** begin Text to read **

Skip to content

Kilmar Abrego Garcia transferred to Pennsylvania immigrant detention center

Abrego Garcia’s case gained international attention after he was deported to the notorious CECOT prison in El Salvador, only to be returned to the U.S. in June.

Kilmar Abrego Garcia attends a protest rally at the Immigration and Customs Enforcement field office in Baltimore, Monday, Aug. 25, 2025, to support Abrego Garcia. (AP Photo/Stephanie Scarbrough)
Kilmar Abrego Garcia attends a protest rally at the Immigration and Customs Enforcement field office in Baltimore, Monday, Aug. 25, 2025, to support Abrego Garcia. (AP Photo/Stephanie Scarbrough)Read moreStephanie Scarbrough / AP

Kilmar Abrego Garcia — the Maryland man wrongfully deported to El Salvador who became an early flash point over President Donald Trump’s immigration crackdown — has been transferred to Moshannon Valley Processing Center in Western Pennsylvania.

Spokespersons for U.S. Immigration and Customs Enforcement and the Department of Homeland Security could not immediately be reached for comment. However, ICE detainee records showed the 30-year-old in custody Saturday at the privately run detention center in Philipsburg.

Abrego Garcia’s case gained international attention after he was deported to the notorious CECOT prison in El Salvador, only to be returned to the U.S. in June. He now faces criminal charges and a renewed deportation attempt from the White House while his attorneys attempt to plead his case for political asylum.

** end Text to read **

Tasks to perform:
(1) List every person named in the news article.
(2) Copy the news article word for word from "Kilmar Abrego Garcia —" to "for political asylum.".

** begin Data entries **

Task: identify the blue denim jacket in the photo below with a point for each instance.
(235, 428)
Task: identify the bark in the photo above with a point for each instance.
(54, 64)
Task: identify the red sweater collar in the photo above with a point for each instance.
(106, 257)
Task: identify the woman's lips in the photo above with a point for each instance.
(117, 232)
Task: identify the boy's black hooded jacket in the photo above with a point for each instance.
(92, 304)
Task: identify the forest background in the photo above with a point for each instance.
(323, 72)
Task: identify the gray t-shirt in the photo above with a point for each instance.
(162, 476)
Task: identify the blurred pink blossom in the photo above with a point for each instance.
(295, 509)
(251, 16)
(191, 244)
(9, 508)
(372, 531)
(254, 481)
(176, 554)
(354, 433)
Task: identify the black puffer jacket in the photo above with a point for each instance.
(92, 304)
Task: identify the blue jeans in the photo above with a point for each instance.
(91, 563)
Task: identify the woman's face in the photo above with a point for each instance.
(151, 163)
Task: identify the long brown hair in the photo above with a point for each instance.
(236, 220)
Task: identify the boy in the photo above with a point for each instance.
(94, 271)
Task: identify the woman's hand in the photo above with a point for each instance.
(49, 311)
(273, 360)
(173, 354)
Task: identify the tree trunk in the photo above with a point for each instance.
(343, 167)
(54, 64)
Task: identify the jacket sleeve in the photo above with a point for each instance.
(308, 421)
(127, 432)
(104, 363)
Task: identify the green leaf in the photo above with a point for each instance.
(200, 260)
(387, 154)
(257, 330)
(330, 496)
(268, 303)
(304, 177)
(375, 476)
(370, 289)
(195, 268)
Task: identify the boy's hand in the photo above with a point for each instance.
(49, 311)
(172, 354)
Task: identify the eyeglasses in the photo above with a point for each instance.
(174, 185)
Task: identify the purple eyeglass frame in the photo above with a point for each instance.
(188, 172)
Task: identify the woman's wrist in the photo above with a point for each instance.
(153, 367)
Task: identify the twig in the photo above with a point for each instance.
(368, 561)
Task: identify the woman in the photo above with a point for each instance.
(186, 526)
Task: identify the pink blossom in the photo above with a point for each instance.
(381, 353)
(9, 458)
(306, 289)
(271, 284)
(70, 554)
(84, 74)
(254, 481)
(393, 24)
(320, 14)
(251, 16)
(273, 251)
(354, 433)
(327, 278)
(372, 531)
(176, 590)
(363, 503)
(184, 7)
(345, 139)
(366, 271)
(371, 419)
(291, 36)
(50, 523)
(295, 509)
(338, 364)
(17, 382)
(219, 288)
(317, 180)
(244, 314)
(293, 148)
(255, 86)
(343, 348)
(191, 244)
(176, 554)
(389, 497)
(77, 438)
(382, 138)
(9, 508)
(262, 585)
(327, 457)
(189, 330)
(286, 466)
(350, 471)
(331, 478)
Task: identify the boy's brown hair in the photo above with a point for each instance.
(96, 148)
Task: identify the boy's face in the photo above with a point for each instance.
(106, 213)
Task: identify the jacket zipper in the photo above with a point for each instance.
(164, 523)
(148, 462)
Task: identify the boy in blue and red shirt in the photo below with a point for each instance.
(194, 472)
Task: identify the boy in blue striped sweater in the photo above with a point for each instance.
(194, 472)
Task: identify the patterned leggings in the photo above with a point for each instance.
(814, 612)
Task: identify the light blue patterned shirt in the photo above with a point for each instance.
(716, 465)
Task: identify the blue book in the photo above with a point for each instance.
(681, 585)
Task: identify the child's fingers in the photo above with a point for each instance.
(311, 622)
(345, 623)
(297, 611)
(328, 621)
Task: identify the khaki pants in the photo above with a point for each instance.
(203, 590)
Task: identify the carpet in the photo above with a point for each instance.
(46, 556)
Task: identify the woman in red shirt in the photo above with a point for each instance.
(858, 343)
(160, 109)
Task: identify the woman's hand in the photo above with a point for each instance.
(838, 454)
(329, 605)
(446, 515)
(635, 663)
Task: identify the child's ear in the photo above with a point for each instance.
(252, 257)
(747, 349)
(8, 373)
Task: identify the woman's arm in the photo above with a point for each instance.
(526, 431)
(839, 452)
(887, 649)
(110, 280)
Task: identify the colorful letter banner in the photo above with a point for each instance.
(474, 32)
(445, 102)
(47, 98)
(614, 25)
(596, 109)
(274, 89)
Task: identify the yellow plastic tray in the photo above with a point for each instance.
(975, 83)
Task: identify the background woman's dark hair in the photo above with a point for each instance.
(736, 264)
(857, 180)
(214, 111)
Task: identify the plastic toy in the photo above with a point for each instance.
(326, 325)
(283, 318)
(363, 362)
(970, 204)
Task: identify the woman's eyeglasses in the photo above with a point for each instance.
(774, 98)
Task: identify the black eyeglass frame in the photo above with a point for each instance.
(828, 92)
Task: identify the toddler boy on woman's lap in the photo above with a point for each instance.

** end Data entries **

Exercise results:
(1)
Kilmar Abrego Garcia
Donald Trump
Stephanie Scarbrough

(2)
Kilmar Abrego Garcia — the Maryland man wrongfully deported to El Salvador who became an early flash point over President Donald Trump’s immigration crackdown — has been transferred to Moshannon Valley Processing Center in Western Pennsylvania.

Spokespersons for U.S. Immigration and Customs Enforcement and the Department of Homeland Security could not immediately be reached for comment. However, ICE detainee records showed the 30-year-old in custody Saturday at the privately run detention center in Philipsburg.

Abrego Garcia’s case gained international attention after he was deported to the notorious CECOT prison in El Salvador, only to be returned to the U.S. in June. He now faces criminal charges and a renewed deportation attempt from the White House while his attorneys attempt to plead his case for political asylum.